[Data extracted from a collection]
● ● ● ● ●

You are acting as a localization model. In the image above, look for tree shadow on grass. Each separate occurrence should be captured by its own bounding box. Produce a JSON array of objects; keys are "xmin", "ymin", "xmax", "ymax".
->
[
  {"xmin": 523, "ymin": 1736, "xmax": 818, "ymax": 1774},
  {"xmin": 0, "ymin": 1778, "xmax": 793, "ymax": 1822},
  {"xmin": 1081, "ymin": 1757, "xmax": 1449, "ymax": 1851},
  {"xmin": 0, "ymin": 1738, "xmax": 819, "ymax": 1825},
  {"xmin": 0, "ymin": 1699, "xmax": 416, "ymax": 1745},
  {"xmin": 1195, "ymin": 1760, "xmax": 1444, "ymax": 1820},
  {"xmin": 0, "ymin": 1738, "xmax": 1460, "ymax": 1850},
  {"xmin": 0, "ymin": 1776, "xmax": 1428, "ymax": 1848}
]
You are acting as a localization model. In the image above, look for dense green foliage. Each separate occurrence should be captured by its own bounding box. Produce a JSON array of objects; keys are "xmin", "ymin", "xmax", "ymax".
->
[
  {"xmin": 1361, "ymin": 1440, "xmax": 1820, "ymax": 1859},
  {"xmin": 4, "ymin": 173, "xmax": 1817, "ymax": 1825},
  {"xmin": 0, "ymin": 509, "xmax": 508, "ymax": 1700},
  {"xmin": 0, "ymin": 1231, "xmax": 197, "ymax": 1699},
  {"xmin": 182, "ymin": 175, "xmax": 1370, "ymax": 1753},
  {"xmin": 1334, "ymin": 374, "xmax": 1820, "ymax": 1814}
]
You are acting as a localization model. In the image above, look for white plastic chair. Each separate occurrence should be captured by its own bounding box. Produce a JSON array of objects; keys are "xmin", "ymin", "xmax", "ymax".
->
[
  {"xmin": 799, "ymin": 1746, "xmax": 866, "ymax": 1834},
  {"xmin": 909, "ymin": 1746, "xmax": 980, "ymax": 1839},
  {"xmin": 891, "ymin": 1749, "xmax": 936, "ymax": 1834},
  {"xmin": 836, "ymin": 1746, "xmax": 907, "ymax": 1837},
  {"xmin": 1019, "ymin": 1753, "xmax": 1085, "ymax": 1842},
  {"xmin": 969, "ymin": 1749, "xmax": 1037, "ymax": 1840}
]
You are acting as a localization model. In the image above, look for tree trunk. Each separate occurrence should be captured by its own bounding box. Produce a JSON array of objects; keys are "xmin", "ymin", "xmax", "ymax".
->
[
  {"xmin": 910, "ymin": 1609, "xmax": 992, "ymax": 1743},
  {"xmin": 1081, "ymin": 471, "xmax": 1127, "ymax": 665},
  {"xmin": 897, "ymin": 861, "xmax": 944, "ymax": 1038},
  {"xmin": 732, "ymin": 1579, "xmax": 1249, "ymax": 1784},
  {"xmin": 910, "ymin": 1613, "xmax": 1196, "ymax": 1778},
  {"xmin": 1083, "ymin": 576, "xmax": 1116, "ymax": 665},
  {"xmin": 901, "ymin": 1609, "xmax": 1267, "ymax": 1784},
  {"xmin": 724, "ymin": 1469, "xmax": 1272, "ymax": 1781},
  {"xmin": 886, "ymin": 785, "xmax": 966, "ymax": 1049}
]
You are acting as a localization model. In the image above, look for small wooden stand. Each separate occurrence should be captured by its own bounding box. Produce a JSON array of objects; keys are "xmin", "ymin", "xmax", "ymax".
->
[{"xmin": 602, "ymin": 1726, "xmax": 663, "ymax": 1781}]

● ● ● ● ●

[ASSIGNMENT]:
All entries should be restated word for word.

[FINAL ANSWER]:
You are acting as a localization model. In the image above, look for tree shadow on grass. Each separate occurrence should be captured by its own bounding box. Produce a JSON array of objects; keys are "xmin", "ymin", "xmax", "ymax".
->
[
  {"xmin": 523, "ymin": 1736, "xmax": 818, "ymax": 1774},
  {"xmin": 0, "ymin": 1778, "xmax": 793, "ymax": 1822},
  {"xmin": 1081, "ymin": 1757, "xmax": 1449, "ymax": 1851},
  {"xmin": 0, "ymin": 1738, "xmax": 819, "ymax": 1825},
  {"xmin": 0, "ymin": 1699, "xmax": 416, "ymax": 1745},
  {"xmin": 1195, "ymin": 1760, "xmax": 1444, "ymax": 1820},
  {"xmin": 0, "ymin": 1738, "xmax": 1460, "ymax": 1850},
  {"xmin": 0, "ymin": 1776, "xmax": 1428, "ymax": 1848}
]
You are acting as a localization model. In the image above, look for dense green foliage. Each separate occurrence should be captured by its own bounding box. Produce a JSON array of objects; keys are "xmin", "ymin", "xmax", "ymax".
->
[
  {"xmin": 1361, "ymin": 1440, "xmax": 1820, "ymax": 1859},
  {"xmin": 4, "ymin": 173, "xmax": 1817, "ymax": 1825},
  {"xmin": 0, "ymin": 509, "xmax": 508, "ymax": 1700},
  {"xmin": 0, "ymin": 1231, "xmax": 197, "ymax": 1699},
  {"xmin": 182, "ymin": 175, "xmax": 1370, "ymax": 1753},
  {"xmin": 1334, "ymin": 374, "xmax": 1820, "ymax": 1814}
]
You are acting as a localization model. In the image above, look for white plastic chair. Each separate occurrence should be captured by its own bounding box. Produce a JSON array of objects; keys are "xmin", "ymin", "xmax", "ymax".
->
[
  {"xmin": 799, "ymin": 1746, "xmax": 866, "ymax": 1834},
  {"xmin": 909, "ymin": 1746, "xmax": 980, "ymax": 1839},
  {"xmin": 891, "ymin": 1749, "xmax": 936, "ymax": 1834},
  {"xmin": 836, "ymin": 1746, "xmax": 907, "ymax": 1837},
  {"xmin": 1019, "ymin": 1753, "xmax": 1085, "ymax": 1842},
  {"xmin": 969, "ymin": 1749, "xmax": 1037, "ymax": 1840}
]
You are acting as a localization model. In the image above, look for tree trunk. Each separate occurrence should be captured by its own bounding box. Produce a JSON array of objects; keys are "xmin", "ymin", "xmax", "ymax".
->
[
  {"xmin": 910, "ymin": 1609, "xmax": 992, "ymax": 1743},
  {"xmin": 1081, "ymin": 471, "xmax": 1127, "ymax": 665},
  {"xmin": 897, "ymin": 861, "xmax": 944, "ymax": 1038},
  {"xmin": 732, "ymin": 1579, "xmax": 1249, "ymax": 1784},
  {"xmin": 910, "ymin": 1613, "xmax": 1196, "ymax": 1778},
  {"xmin": 1083, "ymin": 576, "xmax": 1116, "ymax": 665},
  {"xmin": 901, "ymin": 1609, "xmax": 1267, "ymax": 1784},
  {"xmin": 724, "ymin": 1469, "xmax": 1272, "ymax": 1781},
  {"xmin": 886, "ymin": 785, "xmax": 966, "ymax": 1049}
]
You are acting as a localization model. In the image above, look for small wooden stand. Each separate occurrence should be captured by its own bounding box. Produce a JSON array of objects; keys are "xmin", "ymin", "xmax", "ymax".
->
[{"xmin": 602, "ymin": 1726, "xmax": 663, "ymax": 1781}]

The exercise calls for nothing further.